------ Records for this exercise

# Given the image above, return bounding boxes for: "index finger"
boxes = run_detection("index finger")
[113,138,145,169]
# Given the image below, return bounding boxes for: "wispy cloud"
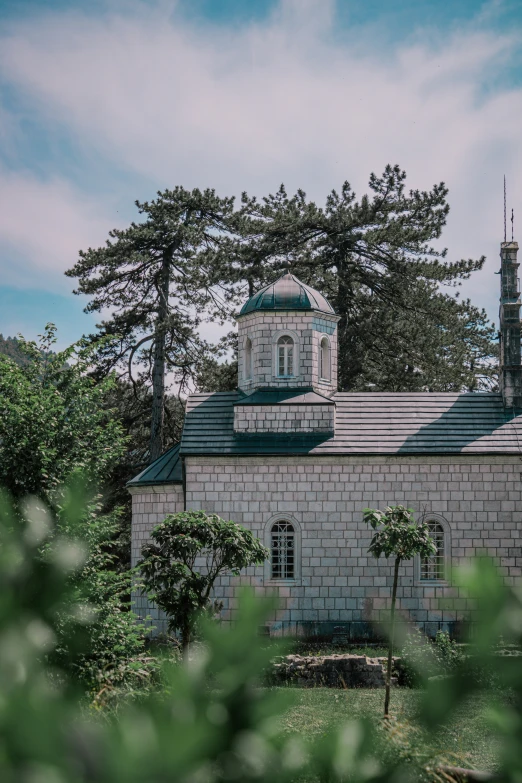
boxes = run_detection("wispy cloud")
[0,171,113,292]
[0,0,522,324]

------------

§ Given exercise:
Please find every line in the material above that contains the string "bounding" and copy each of those lines. Uppercase and lowercase letters must match.

§ Response below:
# Given the image above, return bounding boxes for: "index finger"
# Given the image below, return bounding boxes for: "wispy cloud"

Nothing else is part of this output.